AIM OF THE EXERCISE: Write out each row below without changes, from the one containing "Does any purple" down to the one containing "left=152, top=264, right=198, bottom=315", both included.

EXTRACTED INFORMATION:
--- --- ---

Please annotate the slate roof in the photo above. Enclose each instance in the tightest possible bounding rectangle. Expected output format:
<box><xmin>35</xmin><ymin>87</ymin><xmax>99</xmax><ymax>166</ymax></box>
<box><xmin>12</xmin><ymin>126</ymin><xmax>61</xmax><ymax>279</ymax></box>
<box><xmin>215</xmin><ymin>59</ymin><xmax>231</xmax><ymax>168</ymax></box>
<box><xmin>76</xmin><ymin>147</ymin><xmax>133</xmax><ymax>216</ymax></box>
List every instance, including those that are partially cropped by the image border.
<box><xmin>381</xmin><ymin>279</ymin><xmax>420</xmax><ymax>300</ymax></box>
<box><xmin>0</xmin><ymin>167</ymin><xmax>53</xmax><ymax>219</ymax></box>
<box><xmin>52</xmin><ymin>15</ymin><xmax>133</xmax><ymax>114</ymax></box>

--- --- ---

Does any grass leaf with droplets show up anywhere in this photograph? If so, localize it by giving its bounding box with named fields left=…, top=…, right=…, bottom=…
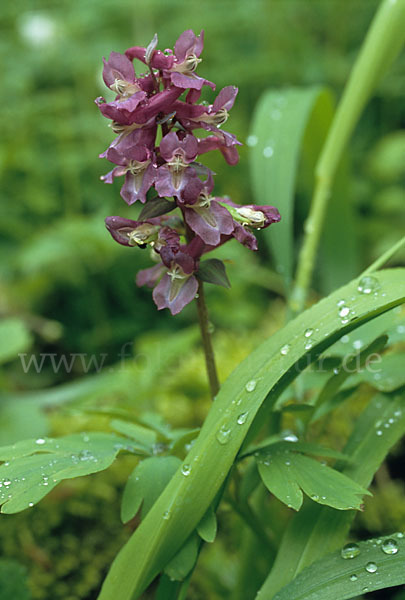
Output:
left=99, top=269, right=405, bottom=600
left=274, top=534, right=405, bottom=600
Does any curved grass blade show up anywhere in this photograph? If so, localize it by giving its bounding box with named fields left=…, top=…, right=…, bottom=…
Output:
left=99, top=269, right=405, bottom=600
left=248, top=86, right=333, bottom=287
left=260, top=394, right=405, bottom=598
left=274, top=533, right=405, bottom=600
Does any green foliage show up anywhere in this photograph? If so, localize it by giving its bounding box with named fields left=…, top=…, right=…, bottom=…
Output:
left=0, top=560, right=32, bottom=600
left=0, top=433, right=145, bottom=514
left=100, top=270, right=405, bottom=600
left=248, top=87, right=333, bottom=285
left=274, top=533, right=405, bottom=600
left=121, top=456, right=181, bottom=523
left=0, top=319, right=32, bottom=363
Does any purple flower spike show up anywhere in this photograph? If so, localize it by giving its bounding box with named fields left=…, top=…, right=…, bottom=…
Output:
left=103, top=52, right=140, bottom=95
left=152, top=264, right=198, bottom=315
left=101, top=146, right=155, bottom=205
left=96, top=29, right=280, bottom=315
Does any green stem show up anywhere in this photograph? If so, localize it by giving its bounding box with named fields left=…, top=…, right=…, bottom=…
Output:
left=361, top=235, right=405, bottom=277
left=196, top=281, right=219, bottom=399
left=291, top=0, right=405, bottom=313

--- --- ---

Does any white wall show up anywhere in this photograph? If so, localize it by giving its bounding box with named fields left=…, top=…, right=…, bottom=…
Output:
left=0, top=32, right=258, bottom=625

--- --- ---

RESPONSE TO THE TASK:
Does any purple flower spike show up anywhere in this photograph? If so, localize it by giving its bounding box with named fields left=…, top=…, right=…, bottom=…
Output:
left=103, top=52, right=140, bottom=95
left=152, top=264, right=198, bottom=315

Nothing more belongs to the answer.